(PROBLEM TO WORK ON): Report every line of the block of data that contains the word "photograph", copying each such line in full.

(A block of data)
==*==

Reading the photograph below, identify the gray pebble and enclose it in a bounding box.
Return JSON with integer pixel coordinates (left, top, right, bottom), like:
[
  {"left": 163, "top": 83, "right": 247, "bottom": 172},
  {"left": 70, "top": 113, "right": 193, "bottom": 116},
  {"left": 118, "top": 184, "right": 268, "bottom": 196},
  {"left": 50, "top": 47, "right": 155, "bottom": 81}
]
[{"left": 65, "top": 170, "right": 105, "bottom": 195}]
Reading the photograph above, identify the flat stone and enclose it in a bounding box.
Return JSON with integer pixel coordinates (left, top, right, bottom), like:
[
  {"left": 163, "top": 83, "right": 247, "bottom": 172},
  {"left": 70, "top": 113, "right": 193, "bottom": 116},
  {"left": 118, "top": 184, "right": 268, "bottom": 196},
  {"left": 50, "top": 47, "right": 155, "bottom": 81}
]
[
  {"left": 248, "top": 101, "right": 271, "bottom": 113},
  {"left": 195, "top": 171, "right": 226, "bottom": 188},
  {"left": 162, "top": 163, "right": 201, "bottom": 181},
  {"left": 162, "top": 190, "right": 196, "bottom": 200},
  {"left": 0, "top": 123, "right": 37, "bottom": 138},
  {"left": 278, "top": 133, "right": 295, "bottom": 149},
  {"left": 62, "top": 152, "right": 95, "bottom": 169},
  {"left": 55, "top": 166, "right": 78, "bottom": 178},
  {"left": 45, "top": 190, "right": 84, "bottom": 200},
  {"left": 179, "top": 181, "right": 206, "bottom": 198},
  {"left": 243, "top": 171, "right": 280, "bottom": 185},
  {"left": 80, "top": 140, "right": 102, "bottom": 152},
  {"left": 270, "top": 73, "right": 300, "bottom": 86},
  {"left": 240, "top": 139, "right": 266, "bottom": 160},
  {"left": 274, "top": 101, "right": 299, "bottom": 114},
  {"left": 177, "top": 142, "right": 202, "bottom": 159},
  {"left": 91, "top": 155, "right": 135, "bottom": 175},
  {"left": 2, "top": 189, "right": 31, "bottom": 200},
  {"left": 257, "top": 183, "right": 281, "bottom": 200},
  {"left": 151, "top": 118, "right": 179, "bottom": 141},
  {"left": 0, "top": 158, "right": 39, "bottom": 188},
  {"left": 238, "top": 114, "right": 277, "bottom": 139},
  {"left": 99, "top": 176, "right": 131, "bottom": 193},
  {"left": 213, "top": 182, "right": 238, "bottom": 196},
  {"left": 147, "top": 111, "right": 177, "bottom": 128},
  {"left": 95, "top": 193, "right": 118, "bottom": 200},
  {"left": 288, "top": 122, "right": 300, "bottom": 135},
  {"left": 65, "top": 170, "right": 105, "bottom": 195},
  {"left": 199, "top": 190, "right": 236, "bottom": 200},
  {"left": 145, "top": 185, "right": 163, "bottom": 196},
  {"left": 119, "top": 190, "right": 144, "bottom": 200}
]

==*==

(RESPONSE FOR THIS EXERCISE):
Reading the photograph below, identify the gray pebble and enclose it in a bounding box.
Reading the photograph above, identify the flat stone and enclose it in a bounding box.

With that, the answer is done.